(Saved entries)

------------------------------------------------

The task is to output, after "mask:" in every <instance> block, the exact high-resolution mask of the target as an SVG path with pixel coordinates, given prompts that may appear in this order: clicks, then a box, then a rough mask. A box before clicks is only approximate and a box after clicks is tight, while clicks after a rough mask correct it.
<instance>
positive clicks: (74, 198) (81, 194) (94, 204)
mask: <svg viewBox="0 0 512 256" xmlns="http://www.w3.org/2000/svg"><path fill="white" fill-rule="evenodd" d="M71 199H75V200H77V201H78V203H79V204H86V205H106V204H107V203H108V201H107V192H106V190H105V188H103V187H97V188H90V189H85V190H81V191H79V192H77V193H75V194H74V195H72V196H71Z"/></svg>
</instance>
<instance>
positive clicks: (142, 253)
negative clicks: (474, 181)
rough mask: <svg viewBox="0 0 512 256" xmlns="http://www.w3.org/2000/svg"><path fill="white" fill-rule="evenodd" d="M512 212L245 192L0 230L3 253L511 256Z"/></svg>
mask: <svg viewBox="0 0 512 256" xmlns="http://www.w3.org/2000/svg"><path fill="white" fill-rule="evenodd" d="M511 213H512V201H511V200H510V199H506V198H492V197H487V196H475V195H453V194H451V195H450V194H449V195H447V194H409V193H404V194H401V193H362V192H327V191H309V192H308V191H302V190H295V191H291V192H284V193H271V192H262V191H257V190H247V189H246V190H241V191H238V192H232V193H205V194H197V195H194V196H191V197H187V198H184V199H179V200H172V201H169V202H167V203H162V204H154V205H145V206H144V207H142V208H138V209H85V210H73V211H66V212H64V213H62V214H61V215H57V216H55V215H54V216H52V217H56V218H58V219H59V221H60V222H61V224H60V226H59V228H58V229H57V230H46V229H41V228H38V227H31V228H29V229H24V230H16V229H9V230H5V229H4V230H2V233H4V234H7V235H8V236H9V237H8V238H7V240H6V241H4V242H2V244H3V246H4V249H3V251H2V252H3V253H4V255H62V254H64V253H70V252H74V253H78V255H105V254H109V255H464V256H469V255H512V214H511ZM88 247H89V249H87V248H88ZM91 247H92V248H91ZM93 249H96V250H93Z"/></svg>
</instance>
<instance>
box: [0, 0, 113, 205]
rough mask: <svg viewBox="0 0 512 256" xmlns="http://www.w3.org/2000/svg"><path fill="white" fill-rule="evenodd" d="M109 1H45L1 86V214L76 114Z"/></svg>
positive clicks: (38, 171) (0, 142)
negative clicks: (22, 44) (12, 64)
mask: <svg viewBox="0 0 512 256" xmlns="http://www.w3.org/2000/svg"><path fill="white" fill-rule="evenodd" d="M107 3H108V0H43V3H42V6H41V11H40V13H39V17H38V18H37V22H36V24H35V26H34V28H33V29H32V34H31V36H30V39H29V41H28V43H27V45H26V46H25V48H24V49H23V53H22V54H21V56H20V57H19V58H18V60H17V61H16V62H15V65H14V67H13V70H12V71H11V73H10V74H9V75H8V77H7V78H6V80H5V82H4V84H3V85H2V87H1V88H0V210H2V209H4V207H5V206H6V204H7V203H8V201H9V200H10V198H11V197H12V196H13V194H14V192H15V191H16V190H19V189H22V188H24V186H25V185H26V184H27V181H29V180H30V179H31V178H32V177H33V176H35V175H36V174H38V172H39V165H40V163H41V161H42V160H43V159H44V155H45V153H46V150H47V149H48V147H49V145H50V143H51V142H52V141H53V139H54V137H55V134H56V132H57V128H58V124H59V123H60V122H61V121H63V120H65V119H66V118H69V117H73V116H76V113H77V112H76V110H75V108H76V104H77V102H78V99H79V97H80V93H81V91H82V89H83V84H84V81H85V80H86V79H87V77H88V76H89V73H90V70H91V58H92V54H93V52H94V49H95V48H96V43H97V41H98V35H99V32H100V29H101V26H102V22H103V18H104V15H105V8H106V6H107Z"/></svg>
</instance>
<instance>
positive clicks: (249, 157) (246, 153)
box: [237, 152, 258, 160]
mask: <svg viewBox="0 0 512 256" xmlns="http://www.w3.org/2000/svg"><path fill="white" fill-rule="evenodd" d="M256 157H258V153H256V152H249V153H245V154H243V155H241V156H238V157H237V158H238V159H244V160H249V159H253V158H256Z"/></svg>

------------------------------------------------

Reproduce all the data precisely, word for word.

The task is to output, after "mask:" in every <instance> block, the exact high-resolution mask of the target as an SVG path with pixel coordinates, given prompts that may appear in this order: clicks, then a box, then a rough mask. A box before clicks is only approximate and a box after clicks is tight, while clicks after a rough mask correct it.
<instance>
positive clicks: (74, 198) (81, 194) (94, 204)
mask: <svg viewBox="0 0 512 256" xmlns="http://www.w3.org/2000/svg"><path fill="white" fill-rule="evenodd" d="M71 199H75V200H77V201H78V203H79V204H86V205H106V204H107V203H108V201H107V192H106V190H105V188H103V187H97V188H90V189H85V190H81V191H79V192H77V193H75V194H74V195H72V196H71Z"/></svg>
</instance>
<instance>
positive clicks: (142, 253)
negative clicks: (474, 181)
rough mask: <svg viewBox="0 0 512 256" xmlns="http://www.w3.org/2000/svg"><path fill="white" fill-rule="evenodd" d="M512 212L245 192L0 230L3 253L511 256Z"/></svg>
mask: <svg viewBox="0 0 512 256" xmlns="http://www.w3.org/2000/svg"><path fill="white" fill-rule="evenodd" d="M511 213H512V201H511V200H510V199H506V198H492V197H487V196H475V195H453V194H451V195H450V194H449V195H447V194H409V193H404V194H401V193H362V192H327V191H309V192H308V191H302V190H295V191H291V192H284V193H271V192H262V191H257V190H247V189H246V190H241V191H238V192H232V193H205V194H197V195H194V196H191V197H187V198H184V199H179V200H172V201H169V202H167V203H162V204H154V205H145V206H144V207H142V208H138V209H85V210H73V211H66V212H64V213H62V214H61V215H57V216H55V215H54V216H52V217H56V218H58V219H59V221H60V222H61V224H60V226H59V228H58V229H57V230H46V229H41V228H38V227H31V228H29V229H24V230H16V229H9V230H5V229H4V230H2V233H4V234H7V235H8V236H9V237H8V238H7V240H6V241H4V242H2V244H3V246H4V249H3V251H2V252H3V253H4V255H62V254H64V253H70V252H74V253H78V255H105V254H109V255H464V256H469V255H512V214H511ZM88 247H89V249H87V248H88ZM91 247H92V248H91ZM93 249H96V250H93Z"/></svg>
</instance>
<instance>
box: [0, 0, 113, 205]
rough mask: <svg viewBox="0 0 512 256" xmlns="http://www.w3.org/2000/svg"><path fill="white" fill-rule="evenodd" d="M109 1H45L1 86V214L76 114Z"/></svg>
positive clicks: (38, 171) (0, 142)
negative clicks: (22, 44) (12, 64)
mask: <svg viewBox="0 0 512 256" xmlns="http://www.w3.org/2000/svg"><path fill="white" fill-rule="evenodd" d="M107 3H108V0H43V3H42V6H41V11H40V13H39V17H38V18H37V22H36V24H35V26H34V28H33V29H32V34H31V36H30V39H29V41H28V43H27V45H26V46H25V48H24V49H23V53H22V54H21V56H20V57H19V58H18V60H17V61H16V62H15V65H14V67H13V70H12V71H11V73H10V74H9V75H8V77H7V78H6V80H5V82H4V84H3V85H2V87H1V88H0V210H2V209H4V207H5V206H6V204H7V203H8V201H9V200H10V198H11V197H12V196H13V194H14V192H15V191H16V190H19V189H22V188H24V186H25V185H26V184H27V181H29V180H30V179H31V178H32V177H33V176H35V175H36V174H38V172H39V165H40V163H41V161H42V160H43V159H44V155H45V153H46V150H47V149H48V147H49V145H50V143H51V142H52V141H53V139H54V137H55V134H56V132H57V128H58V124H59V123H60V122H61V121H63V120H65V119H66V118H69V117H73V116H76V113H77V112H76V110H75V108H76V104H77V102H78V99H79V97H80V93H81V91H82V89H83V84H84V81H85V80H86V79H87V77H88V76H89V73H90V70H91V58H92V54H93V52H94V49H95V48H96V43H97V41H98V35H99V32H100V29H101V26H102V22H103V18H104V15H105V8H106V6H107Z"/></svg>
</instance>
<instance>
positive clicks: (249, 157) (246, 153)
box: [237, 152, 258, 160]
mask: <svg viewBox="0 0 512 256" xmlns="http://www.w3.org/2000/svg"><path fill="white" fill-rule="evenodd" d="M256 157H258V153H256V152H249V153H245V154H243V155H241V156H238V157H237V158H238V159H244V160H249V159H253V158H256Z"/></svg>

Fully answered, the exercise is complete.